### Task directions
List every time-and-date stamp in the omnipotence discussion.

### Text to read
▬▬▬▬▬▬

Dictionaries, by definition, must tend not to enumerate too many philosophical distinctions of their entries. It is enough for many lexicographers familiar with the philosophical debates on theistic omnipotence to enumerate only the most general sense of its usage, since the natural initial notion of omnipotence has none of the details of particular opinions as to what the notion implies. A fair percentage of the cummulative population of Anglo-saxon nations subscribe to the opinion that the term 'all' in the definition of the theistic sense of omnipotence cannot sensibly include what, in general contexts, is viewed by virtually all Anglo-saxons as nonsense. — Preceding unsigned comment added by PatternOfPersona (talkcontribs) 10:58, 20 April 2011 (UTC)

Omnipotence's existence as a force is impossible. Omnipotence causes paradoxes like such in the aforementioned rock example*. As we all hopefully possess the knowledge of -- paradoxes *cannot and will not* exist in our universe. Therefore, omnipotence cannot exist as a force in our universe.

Your argument is as if one is stating, "omnipotence is possible beccause it is defined as absolute power." Absolute power is in itself illogical, as it too is deciphered as power without limitation -- including the previously stated paradoxes -- which we all know cannot exist.

  • If one creates a rock that cannot be lifted, and then lifts it, the rock can be lifted and the individual cannot create a rock that he himself cannot lift. Conversely, if one is able to create a rock that they cannot lift, and remain unable to lift the stated rock, then they are not all powerful. --Pleasedonot5 (talk) 21:12, 10 January 2010 (UTC)

If we begin by defining omnipotence as including the power to do the logically impossible, then we are allowing that this very definition of omnipotence remains consistent with itself in that no task which we may pose for it to accomplish can mean anything to it from its own point of view. In other words, in the face of such ‘absolute’ power, nothing at all can have any necessary qualities to begin with (including power, all-power, impotence, omni-impotence, existence, locality, sequentiality, simultaneity, cause-and-effect, logical hierarchy, quantity, contradiction, the principle of excluded middle, infinity, finitude, ultimacy, ideality, sense, nonsense, greater, lesser, etc.). So, while such a power can, by definition, create a rock that it then cannot lift, every quality of that rock task, including the result that that power is unable to lift the rock, is meaningless to that power. Such a power cannot care about what, from its own point of view, are just so many petty problems, because, for such a power, there already is no such thing as a logical contradiction. If such a power is posited to exist, then, to be consistent with that position, one also must posit that this power is meaningless even to itself (power). In short, if it is to be required that this power create a rock too heavy for it to lift, then that rock’s very quality of being too heavy for it to lift is indistinguishable from any other outcome (cause-and-effect). In shorter, there is no outcome as far as this ‘absolute’ power is concerned (sequentiality). When all this is pushed far enough, it can be seen that this conception of omnipotence dissolves into a Great Big Precisely Nothing. To posit a power that can do the logically impossible is to presuppose that such a power is the ultimate irrationality: some, who have actual rationality, however fallible, have been propping it up as the rationally required conception of omnipotence. —Preceding unsigned comment added by (talk) 11:33, 20 April 2011 (UTC)

▬▬▬▬▬▬

### Supplied information
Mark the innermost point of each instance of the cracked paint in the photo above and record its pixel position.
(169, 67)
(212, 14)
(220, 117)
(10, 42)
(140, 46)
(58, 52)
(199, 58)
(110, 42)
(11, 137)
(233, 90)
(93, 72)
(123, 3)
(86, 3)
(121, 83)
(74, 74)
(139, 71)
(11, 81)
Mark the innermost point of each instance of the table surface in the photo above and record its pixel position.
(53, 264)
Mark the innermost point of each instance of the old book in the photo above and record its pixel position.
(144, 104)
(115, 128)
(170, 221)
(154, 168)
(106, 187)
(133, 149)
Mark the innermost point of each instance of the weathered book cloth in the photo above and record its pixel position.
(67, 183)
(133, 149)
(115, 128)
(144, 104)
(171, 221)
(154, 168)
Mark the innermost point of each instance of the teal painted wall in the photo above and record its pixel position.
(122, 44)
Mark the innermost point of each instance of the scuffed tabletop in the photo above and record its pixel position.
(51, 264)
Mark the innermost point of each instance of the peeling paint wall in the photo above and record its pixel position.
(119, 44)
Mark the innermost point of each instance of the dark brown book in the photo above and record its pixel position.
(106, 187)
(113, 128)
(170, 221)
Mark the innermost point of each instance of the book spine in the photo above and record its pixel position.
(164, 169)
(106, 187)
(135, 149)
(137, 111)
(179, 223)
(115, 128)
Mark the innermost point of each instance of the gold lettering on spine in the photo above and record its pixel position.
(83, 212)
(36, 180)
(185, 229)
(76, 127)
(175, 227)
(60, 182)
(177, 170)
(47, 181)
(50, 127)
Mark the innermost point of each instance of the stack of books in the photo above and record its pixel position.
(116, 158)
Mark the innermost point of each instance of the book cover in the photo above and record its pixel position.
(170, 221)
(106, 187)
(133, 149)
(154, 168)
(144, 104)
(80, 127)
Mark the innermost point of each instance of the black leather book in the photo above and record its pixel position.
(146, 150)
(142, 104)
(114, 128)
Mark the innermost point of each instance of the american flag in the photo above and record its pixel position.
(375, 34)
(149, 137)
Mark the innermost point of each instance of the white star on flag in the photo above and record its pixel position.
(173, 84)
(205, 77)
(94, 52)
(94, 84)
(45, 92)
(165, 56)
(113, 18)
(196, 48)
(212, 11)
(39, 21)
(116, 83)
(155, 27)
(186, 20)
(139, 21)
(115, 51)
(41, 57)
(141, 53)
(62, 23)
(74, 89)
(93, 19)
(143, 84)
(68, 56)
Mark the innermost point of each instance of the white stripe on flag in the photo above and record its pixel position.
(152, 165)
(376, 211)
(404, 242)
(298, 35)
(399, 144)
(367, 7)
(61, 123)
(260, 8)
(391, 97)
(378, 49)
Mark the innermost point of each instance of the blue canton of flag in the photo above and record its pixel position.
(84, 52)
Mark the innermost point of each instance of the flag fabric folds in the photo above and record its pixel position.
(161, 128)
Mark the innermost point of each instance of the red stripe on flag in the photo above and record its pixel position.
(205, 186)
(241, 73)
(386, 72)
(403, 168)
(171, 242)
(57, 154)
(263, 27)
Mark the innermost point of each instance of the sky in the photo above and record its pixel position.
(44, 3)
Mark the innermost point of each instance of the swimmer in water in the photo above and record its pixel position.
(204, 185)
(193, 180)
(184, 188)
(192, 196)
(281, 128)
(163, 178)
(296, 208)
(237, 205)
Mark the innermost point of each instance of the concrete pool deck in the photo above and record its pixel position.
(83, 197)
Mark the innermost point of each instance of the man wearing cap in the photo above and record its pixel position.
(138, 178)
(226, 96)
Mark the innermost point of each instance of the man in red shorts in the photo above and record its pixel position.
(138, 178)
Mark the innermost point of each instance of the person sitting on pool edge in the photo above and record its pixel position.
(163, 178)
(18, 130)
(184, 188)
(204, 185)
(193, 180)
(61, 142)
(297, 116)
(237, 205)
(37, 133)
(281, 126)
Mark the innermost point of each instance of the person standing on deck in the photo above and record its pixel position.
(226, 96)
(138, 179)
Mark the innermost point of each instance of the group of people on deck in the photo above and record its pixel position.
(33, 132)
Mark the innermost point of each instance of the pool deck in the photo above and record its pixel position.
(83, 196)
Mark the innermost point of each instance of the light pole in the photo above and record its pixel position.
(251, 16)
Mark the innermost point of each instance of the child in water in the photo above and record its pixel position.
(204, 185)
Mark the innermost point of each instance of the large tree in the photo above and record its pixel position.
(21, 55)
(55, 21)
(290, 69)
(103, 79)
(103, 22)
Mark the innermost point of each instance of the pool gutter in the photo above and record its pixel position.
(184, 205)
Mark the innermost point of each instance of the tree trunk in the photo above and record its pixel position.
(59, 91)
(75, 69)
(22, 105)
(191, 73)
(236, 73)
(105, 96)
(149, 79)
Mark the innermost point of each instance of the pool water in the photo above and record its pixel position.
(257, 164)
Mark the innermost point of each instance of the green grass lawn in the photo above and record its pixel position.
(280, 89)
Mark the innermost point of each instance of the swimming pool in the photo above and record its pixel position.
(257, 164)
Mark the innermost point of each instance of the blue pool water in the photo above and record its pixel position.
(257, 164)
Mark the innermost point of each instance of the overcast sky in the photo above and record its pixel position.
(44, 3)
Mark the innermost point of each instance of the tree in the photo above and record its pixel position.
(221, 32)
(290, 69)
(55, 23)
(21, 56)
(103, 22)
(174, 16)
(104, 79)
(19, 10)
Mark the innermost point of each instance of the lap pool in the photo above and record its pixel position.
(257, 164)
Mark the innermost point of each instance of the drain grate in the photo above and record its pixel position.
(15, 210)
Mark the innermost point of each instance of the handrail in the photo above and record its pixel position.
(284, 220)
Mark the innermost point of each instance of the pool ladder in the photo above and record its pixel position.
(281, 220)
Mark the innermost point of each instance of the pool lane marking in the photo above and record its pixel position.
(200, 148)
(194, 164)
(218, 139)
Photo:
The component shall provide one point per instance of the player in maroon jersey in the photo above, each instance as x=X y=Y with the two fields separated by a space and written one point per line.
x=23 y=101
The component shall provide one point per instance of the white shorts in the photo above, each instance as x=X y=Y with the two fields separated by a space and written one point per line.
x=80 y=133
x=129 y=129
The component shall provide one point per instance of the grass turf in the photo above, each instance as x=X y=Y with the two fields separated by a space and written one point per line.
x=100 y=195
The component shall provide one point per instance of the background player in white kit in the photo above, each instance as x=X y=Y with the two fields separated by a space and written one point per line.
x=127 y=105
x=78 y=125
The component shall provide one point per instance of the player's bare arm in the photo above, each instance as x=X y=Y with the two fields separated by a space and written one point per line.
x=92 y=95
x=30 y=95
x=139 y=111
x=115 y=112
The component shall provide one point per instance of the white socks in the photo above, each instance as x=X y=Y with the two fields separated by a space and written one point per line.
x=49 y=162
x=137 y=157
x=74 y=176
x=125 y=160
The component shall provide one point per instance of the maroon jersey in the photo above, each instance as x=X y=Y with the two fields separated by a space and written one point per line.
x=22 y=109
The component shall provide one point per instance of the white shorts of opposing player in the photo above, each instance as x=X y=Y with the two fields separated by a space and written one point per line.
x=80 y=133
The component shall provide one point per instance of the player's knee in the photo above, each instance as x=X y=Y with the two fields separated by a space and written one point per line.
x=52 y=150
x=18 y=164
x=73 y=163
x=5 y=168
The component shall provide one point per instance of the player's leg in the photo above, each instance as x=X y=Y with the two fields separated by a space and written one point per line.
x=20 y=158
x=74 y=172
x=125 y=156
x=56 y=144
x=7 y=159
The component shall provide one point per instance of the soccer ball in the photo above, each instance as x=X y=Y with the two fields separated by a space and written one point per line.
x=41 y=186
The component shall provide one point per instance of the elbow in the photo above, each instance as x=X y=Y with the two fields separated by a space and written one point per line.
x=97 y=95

▬▬▬▬▬▬

### Task output
- 10:58, 20 April 2011 (UTC)
- 21:12, 10 January 2010 (UTC)
- 11:33, 20 April 2011 (UTC)